┌──

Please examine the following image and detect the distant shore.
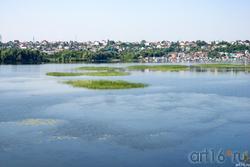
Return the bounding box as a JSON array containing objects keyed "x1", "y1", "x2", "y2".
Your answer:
[{"x1": 1, "y1": 40, "x2": 250, "y2": 64}]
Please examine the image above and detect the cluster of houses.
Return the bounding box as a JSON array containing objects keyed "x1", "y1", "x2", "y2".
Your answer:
[
  {"x1": 141, "y1": 51, "x2": 250, "y2": 63},
  {"x1": 1, "y1": 40, "x2": 250, "y2": 63}
]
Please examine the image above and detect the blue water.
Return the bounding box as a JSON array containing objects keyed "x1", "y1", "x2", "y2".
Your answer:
[{"x1": 0, "y1": 64, "x2": 250, "y2": 167}]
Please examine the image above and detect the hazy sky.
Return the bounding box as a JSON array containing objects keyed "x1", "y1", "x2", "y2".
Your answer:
[{"x1": 1, "y1": 0, "x2": 250, "y2": 42}]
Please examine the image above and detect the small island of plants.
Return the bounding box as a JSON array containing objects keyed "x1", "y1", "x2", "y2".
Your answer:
[
  {"x1": 76, "y1": 66, "x2": 122, "y2": 71},
  {"x1": 127, "y1": 65, "x2": 189, "y2": 71},
  {"x1": 47, "y1": 72, "x2": 87, "y2": 77},
  {"x1": 47, "y1": 71, "x2": 129, "y2": 77},
  {"x1": 192, "y1": 64, "x2": 250, "y2": 72},
  {"x1": 64, "y1": 80, "x2": 147, "y2": 89},
  {"x1": 193, "y1": 64, "x2": 250, "y2": 68}
]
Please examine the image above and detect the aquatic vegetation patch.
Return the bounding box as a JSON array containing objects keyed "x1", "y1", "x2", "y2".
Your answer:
[
  {"x1": 127, "y1": 65, "x2": 189, "y2": 71},
  {"x1": 64, "y1": 80, "x2": 148, "y2": 89},
  {"x1": 79, "y1": 71, "x2": 129, "y2": 76},
  {"x1": 76, "y1": 66, "x2": 122, "y2": 71},
  {"x1": 47, "y1": 71, "x2": 129, "y2": 77},
  {"x1": 194, "y1": 64, "x2": 250, "y2": 68},
  {"x1": 18, "y1": 119, "x2": 61, "y2": 126},
  {"x1": 47, "y1": 72, "x2": 87, "y2": 77}
]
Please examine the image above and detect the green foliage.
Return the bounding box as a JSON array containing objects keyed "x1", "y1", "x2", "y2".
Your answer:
[
  {"x1": 64, "y1": 80, "x2": 147, "y2": 89},
  {"x1": 47, "y1": 71, "x2": 129, "y2": 77},
  {"x1": 127, "y1": 65, "x2": 189, "y2": 71},
  {"x1": 49, "y1": 50, "x2": 119, "y2": 63},
  {"x1": 196, "y1": 40, "x2": 208, "y2": 47},
  {"x1": 194, "y1": 64, "x2": 250, "y2": 68},
  {"x1": 83, "y1": 71, "x2": 129, "y2": 76},
  {"x1": 214, "y1": 43, "x2": 250, "y2": 53},
  {"x1": 48, "y1": 50, "x2": 88, "y2": 63},
  {"x1": 1, "y1": 41, "x2": 249, "y2": 64},
  {"x1": 120, "y1": 52, "x2": 137, "y2": 62},
  {"x1": 76, "y1": 66, "x2": 122, "y2": 71},
  {"x1": 47, "y1": 72, "x2": 87, "y2": 77},
  {"x1": 0, "y1": 48, "x2": 46, "y2": 64},
  {"x1": 208, "y1": 51, "x2": 221, "y2": 58}
]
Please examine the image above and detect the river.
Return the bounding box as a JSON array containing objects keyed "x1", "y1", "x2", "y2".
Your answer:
[{"x1": 0, "y1": 64, "x2": 250, "y2": 167}]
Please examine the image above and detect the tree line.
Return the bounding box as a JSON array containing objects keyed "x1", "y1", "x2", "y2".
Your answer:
[
  {"x1": 0, "y1": 48, "x2": 47, "y2": 64},
  {"x1": 0, "y1": 42, "x2": 250, "y2": 64}
]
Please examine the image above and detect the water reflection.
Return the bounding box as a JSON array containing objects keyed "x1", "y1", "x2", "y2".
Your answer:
[{"x1": 190, "y1": 66, "x2": 250, "y2": 74}]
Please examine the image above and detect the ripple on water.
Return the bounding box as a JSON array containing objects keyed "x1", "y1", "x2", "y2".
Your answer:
[{"x1": 40, "y1": 92, "x2": 250, "y2": 150}]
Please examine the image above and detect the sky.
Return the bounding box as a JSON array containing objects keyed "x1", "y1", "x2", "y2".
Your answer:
[{"x1": 0, "y1": 0, "x2": 250, "y2": 42}]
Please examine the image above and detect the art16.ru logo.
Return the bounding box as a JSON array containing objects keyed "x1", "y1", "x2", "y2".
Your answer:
[{"x1": 188, "y1": 149, "x2": 250, "y2": 166}]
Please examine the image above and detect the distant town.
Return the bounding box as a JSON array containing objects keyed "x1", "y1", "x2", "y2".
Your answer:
[{"x1": 0, "y1": 39, "x2": 250, "y2": 64}]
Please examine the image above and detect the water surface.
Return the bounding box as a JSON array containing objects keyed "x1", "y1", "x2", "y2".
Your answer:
[{"x1": 0, "y1": 64, "x2": 250, "y2": 167}]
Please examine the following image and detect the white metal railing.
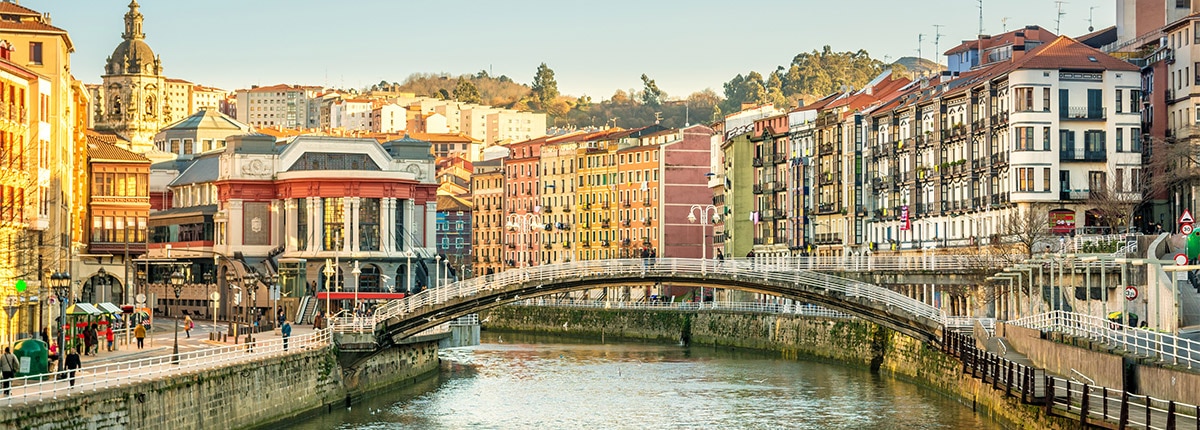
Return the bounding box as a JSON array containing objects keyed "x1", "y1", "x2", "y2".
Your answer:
[
  {"x1": 0, "y1": 328, "x2": 332, "y2": 405},
  {"x1": 344, "y1": 258, "x2": 946, "y2": 335},
  {"x1": 509, "y1": 298, "x2": 855, "y2": 319},
  {"x1": 1010, "y1": 311, "x2": 1200, "y2": 369},
  {"x1": 728, "y1": 254, "x2": 1022, "y2": 272}
]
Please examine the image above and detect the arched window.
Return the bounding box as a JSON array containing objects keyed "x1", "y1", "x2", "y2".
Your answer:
[
  {"x1": 145, "y1": 95, "x2": 154, "y2": 115},
  {"x1": 359, "y1": 264, "x2": 381, "y2": 292}
]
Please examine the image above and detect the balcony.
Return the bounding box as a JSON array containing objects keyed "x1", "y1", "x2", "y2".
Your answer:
[
  {"x1": 818, "y1": 143, "x2": 835, "y2": 155},
  {"x1": 581, "y1": 240, "x2": 591, "y2": 248},
  {"x1": 753, "y1": 157, "x2": 764, "y2": 167},
  {"x1": 1060, "y1": 106, "x2": 1106, "y2": 120},
  {"x1": 753, "y1": 237, "x2": 767, "y2": 245},
  {"x1": 622, "y1": 200, "x2": 631, "y2": 208},
  {"x1": 763, "y1": 209, "x2": 777, "y2": 220},
  {"x1": 643, "y1": 218, "x2": 653, "y2": 226},
  {"x1": 990, "y1": 152, "x2": 1009, "y2": 165},
  {"x1": 772, "y1": 153, "x2": 788, "y2": 164},
  {"x1": 543, "y1": 205, "x2": 554, "y2": 214},
  {"x1": 1059, "y1": 149, "x2": 1106, "y2": 162},
  {"x1": 601, "y1": 221, "x2": 611, "y2": 229},
  {"x1": 753, "y1": 184, "x2": 764, "y2": 194},
  {"x1": 773, "y1": 181, "x2": 786, "y2": 192},
  {"x1": 562, "y1": 206, "x2": 571, "y2": 213},
  {"x1": 543, "y1": 243, "x2": 552, "y2": 249},
  {"x1": 817, "y1": 203, "x2": 836, "y2": 214},
  {"x1": 601, "y1": 240, "x2": 610, "y2": 247},
  {"x1": 814, "y1": 232, "x2": 843, "y2": 245},
  {"x1": 621, "y1": 219, "x2": 630, "y2": 227},
  {"x1": 1061, "y1": 190, "x2": 1090, "y2": 200},
  {"x1": 622, "y1": 238, "x2": 631, "y2": 247},
  {"x1": 581, "y1": 203, "x2": 591, "y2": 210}
]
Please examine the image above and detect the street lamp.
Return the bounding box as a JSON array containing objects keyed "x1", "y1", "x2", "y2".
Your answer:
[
  {"x1": 323, "y1": 260, "x2": 335, "y2": 317},
  {"x1": 169, "y1": 270, "x2": 184, "y2": 363},
  {"x1": 49, "y1": 271, "x2": 70, "y2": 372},
  {"x1": 506, "y1": 213, "x2": 544, "y2": 269},
  {"x1": 350, "y1": 262, "x2": 361, "y2": 317},
  {"x1": 225, "y1": 271, "x2": 239, "y2": 340},
  {"x1": 688, "y1": 204, "x2": 720, "y2": 304},
  {"x1": 242, "y1": 272, "x2": 259, "y2": 338}
]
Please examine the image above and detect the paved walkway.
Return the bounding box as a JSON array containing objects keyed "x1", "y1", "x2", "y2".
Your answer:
[{"x1": 0, "y1": 319, "x2": 326, "y2": 406}]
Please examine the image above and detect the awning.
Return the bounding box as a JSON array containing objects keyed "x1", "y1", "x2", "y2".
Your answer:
[
  {"x1": 66, "y1": 303, "x2": 102, "y2": 316},
  {"x1": 95, "y1": 302, "x2": 123, "y2": 314}
]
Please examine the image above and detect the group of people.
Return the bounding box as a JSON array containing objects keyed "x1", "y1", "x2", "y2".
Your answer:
[{"x1": 78, "y1": 323, "x2": 116, "y2": 356}]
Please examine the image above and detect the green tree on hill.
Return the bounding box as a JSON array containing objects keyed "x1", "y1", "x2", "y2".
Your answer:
[{"x1": 454, "y1": 79, "x2": 481, "y2": 104}]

└──

What the exercise asks. Which lines of the data contain "following"? Copy them all.

Solution to the problem.
Please examine the following image and detect the distant shore.
Please examine the following image and detect the white metal railing.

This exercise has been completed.